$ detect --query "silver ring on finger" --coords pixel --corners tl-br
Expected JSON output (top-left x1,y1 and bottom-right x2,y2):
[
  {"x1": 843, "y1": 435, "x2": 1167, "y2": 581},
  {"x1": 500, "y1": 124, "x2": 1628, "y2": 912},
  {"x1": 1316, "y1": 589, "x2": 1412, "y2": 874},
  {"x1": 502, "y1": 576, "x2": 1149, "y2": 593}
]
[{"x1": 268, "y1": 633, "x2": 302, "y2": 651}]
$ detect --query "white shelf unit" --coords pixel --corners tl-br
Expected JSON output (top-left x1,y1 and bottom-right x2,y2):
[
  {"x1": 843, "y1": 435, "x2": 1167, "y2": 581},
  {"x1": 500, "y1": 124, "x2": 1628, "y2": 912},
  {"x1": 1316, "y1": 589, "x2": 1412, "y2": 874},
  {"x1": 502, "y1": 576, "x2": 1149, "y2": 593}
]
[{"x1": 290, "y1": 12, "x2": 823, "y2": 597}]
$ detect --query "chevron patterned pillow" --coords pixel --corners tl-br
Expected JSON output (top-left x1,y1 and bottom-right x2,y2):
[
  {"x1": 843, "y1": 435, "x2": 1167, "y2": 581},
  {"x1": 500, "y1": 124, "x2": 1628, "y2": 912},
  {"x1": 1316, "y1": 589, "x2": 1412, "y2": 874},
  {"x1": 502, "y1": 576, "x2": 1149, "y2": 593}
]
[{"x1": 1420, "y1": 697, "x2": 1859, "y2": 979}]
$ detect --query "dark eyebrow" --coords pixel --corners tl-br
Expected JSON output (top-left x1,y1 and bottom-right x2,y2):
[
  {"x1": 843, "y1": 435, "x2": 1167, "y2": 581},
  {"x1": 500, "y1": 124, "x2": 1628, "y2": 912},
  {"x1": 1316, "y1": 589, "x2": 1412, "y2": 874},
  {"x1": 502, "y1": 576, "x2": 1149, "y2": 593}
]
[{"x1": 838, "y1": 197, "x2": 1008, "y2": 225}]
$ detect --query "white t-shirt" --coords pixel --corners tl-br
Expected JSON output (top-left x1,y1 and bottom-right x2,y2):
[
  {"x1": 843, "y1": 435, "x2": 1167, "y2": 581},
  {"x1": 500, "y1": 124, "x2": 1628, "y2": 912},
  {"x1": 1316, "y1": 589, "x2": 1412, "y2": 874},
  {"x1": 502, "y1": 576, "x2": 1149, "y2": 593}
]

ACTIVITY:
An exact reproduction of all the records is needed.

COMPLETED TASK:
$ detect --query "silver ring on finger" --coords pixel --corners tl-br
Expected JSON output (top-left x1,y1 and bottom-right x2,y2):
[
  {"x1": 843, "y1": 435, "x2": 1167, "y2": 581},
  {"x1": 500, "y1": 124, "x2": 1628, "y2": 912},
  {"x1": 1316, "y1": 589, "x2": 1412, "y2": 874},
  {"x1": 502, "y1": 576, "x2": 1149, "y2": 593}
]
[{"x1": 268, "y1": 633, "x2": 302, "y2": 651}]
$ detect --query "white shelf unit" --coords pixel --corners tl-br
Expected JSON output (top-left x1,y1 and bottom-right x2,y2):
[
  {"x1": 843, "y1": 435, "x2": 1167, "y2": 581},
  {"x1": 500, "y1": 124, "x2": 1628, "y2": 912},
  {"x1": 1316, "y1": 589, "x2": 1412, "y2": 874},
  {"x1": 502, "y1": 576, "x2": 1149, "y2": 593}
]
[{"x1": 290, "y1": 12, "x2": 823, "y2": 597}]
$ detect --query "chevron patterned pillow" --coords pixel --corners tl-br
Expected JSON output (top-left x1,y1 and bottom-right x2,y2):
[
  {"x1": 843, "y1": 435, "x2": 1167, "y2": 581},
  {"x1": 500, "y1": 124, "x2": 1628, "y2": 912},
  {"x1": 1316, "y1": 589, "x2": 1412, "y2": 874},
  {"x1": 502, "y1": 576, "x2": 1149, "y2": 593}
]
[{"x1": 1420, "y1": 697, "x2": 1859, "y2": 979}]
$ detect --query "dark eyebrow" --coords pixel --corners tl-br
Expected JSON output (top-left x1,y1 and bottom-right x2,y2):
[
  {"x1": 843, "y1": 435, "x2": 1167, "y2": 581},
  {"x1": 500, "y1": 124, "x2": 1628, "y2": 912},
  {"x1": 1316, "y1": 589, "x2": 1412, "y2": 874},
  {"x1": 502, "y1": 576, "x2": 1149, "y2": 593}
]
[{"x1": 838, "y1": 197, "x2": 1008, "y2": 225}]
$ detect --query "white t-shirt" --coords pixel --corners tl-br
Expected JSON output (top-left x1,y1 and bottom-right x2,y2):
[
  {"x1": 843, "y1": 435, "x2": 1167, "y2": 581},
  {"x1": 500, "y1": 124, "x2": 1628, "y2": 912},
  {"x1": 1316, "y1": 589, "x2": 1412, "y2": 874},
  {"x1": 502, "y1": 576, "x2": 1149, "y2": 593}
]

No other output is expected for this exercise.